____ RECORDS SHOWN

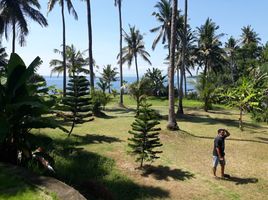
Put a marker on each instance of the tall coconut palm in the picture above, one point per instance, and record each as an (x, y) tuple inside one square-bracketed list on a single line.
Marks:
[(1, 26), (172, 124), (163, 16), (249, 35), (51, 4), (119, 4), (182, 68), (3, 56), (231, 47), (14, 14), (75, 62), (109, 75), (90, 54), (135, 46), (211, 55)]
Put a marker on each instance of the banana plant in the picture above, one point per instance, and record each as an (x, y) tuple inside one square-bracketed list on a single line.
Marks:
[(25, 104)]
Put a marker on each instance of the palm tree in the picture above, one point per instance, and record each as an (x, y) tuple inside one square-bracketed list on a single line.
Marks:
[(157, 81), (135, 46), (1, 26), (119, 4), (182, 68), (109, 76), (210, 53), (172, 124), (90, 54), (231, 47), (249, 35), (14, 13), (75, 62), (163, 16), (3, 58), (51, 4)]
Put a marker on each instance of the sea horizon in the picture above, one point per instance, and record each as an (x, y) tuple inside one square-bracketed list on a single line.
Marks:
[(57, 81)]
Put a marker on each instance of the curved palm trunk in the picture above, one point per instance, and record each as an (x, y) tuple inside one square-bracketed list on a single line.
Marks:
[(182, 69), (120, 62), (185, 84), (180, 106), (90, 56), (137, 70), (172, 124), (185, 44), (14, 35), (64, 49)]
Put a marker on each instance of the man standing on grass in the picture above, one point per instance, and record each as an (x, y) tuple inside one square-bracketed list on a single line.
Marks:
[(218, 152)]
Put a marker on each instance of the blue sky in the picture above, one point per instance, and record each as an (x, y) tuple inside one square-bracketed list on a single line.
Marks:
[(230, 15)]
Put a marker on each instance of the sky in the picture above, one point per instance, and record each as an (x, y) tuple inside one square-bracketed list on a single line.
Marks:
[(230, 15)]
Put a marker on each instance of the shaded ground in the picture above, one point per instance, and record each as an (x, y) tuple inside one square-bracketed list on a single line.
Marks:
[(95, 160)]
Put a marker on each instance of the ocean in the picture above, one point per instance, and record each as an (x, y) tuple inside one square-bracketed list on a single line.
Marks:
[(58, 82)]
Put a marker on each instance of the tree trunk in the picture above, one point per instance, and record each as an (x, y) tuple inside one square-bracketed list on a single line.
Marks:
[(137, 70), (64, 49), (90, 56), (185, 84), (240, 119), (172, 124), (121, 103), (185, 44), (180, 106), (14, 35)]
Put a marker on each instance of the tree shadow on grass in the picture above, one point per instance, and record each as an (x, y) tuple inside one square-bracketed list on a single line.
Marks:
[(262, 138), (165, 173), (95, 139), (74, 140), (11, 184), (231, 139), (121, 110), (241, 181), (95, 177), (193, 118)]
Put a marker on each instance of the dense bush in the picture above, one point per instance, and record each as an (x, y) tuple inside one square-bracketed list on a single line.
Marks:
[(24, 104)]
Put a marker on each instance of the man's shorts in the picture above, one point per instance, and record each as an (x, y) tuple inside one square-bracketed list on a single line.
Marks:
[(216, 161)]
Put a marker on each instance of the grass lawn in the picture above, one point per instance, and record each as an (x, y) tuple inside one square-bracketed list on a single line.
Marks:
[(95, 160), (14, 188)]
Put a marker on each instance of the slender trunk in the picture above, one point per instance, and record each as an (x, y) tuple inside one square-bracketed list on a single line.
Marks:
[(185, 44), (64, 49), (71, 129), (178, 80), (120, 62), (90, 56), (185, 84), (109, 87), (240, 119), (14, 35), (180, 108), (172, 124), (137, 70)]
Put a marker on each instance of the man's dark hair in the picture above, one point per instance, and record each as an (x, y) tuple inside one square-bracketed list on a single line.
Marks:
[(220, 130)]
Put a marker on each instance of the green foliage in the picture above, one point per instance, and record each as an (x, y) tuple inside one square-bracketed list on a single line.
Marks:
[(75, 61), (24, 105), (245, 95), (102, 84), (99, 101), (77, 101), (139, 89), (157, 82), (108, 76), (145, 136), (206, 87)]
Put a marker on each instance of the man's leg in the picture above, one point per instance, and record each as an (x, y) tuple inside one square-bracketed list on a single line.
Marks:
[(215, 163), (222, 162)]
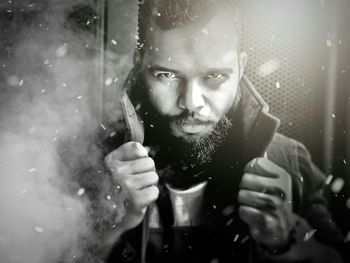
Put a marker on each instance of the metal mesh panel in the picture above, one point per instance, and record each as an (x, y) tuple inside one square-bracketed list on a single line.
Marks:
[(281, 38)]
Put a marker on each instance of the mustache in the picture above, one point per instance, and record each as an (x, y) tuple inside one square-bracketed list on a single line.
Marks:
[(192, 117)]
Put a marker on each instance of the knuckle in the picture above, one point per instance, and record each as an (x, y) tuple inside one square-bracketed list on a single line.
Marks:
[(128, 183), (150, 162), (118, 168)]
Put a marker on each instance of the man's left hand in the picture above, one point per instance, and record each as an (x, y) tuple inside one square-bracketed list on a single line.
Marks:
[(265, 199)]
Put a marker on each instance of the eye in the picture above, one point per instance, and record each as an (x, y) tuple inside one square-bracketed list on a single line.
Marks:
[(164, 75), (215, 75)]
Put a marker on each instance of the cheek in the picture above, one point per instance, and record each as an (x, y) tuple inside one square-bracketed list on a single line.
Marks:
[(163, 97), (222, 99)]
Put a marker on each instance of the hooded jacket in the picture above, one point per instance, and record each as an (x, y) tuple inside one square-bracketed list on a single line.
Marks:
[(315, 237)]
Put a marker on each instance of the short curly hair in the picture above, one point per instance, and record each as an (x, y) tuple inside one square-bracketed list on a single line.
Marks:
[(169, 14)]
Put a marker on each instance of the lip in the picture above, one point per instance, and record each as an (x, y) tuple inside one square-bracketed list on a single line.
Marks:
[(193, 128)]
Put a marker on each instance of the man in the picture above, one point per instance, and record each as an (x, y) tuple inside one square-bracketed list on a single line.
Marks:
[(213, 182)]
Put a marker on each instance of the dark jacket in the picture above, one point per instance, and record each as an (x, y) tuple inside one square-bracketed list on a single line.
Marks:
[(315, 238)]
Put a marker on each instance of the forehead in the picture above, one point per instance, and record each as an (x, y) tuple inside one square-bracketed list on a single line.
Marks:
[(199, 45)]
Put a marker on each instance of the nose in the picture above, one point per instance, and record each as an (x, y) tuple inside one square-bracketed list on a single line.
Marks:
[(192, 97)]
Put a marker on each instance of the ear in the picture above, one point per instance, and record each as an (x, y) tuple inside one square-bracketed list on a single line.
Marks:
[(243, 57)]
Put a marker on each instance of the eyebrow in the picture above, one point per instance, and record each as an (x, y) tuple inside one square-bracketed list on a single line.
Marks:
[(210, 70)]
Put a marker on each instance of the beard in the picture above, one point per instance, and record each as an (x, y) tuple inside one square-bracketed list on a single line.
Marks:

________

TASK DESCRIPTION.
Taking the records above, retype every line from the one with "Put a marker on each instance of the nose" down to the one with "Put a marker on each instance of the ear", exactly and with nothing else.

WRITTEN SOLUTION.
Put a marker on each instance of the nose in the picture above, one point per instance, and record each as an (x, y) tuple inside one square-bracketed list on a single line.
Marks:
[(192, 97)]
Put a marker on each instance of the ear in the picture above, one point per instance, and record each as an (x, y) tuple inside one square-bracketed list on a single line.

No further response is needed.